* [EN QUÉ CONSISTE]
Cita textualmente cada línea de las entradas que siguen, sin alterar ninguna.

* [ENTRADAS PROPORCIONADAS]
-.-.-

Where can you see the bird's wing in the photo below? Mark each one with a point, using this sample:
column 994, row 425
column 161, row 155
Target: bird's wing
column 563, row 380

-.-.-

* [RESPUESTA]
Where can you see the bird's wing in the photo below? Mark each one with a point, using this sample:
column 994, row 425
column 161, row 155
Target: bird's wing
column 563, row 380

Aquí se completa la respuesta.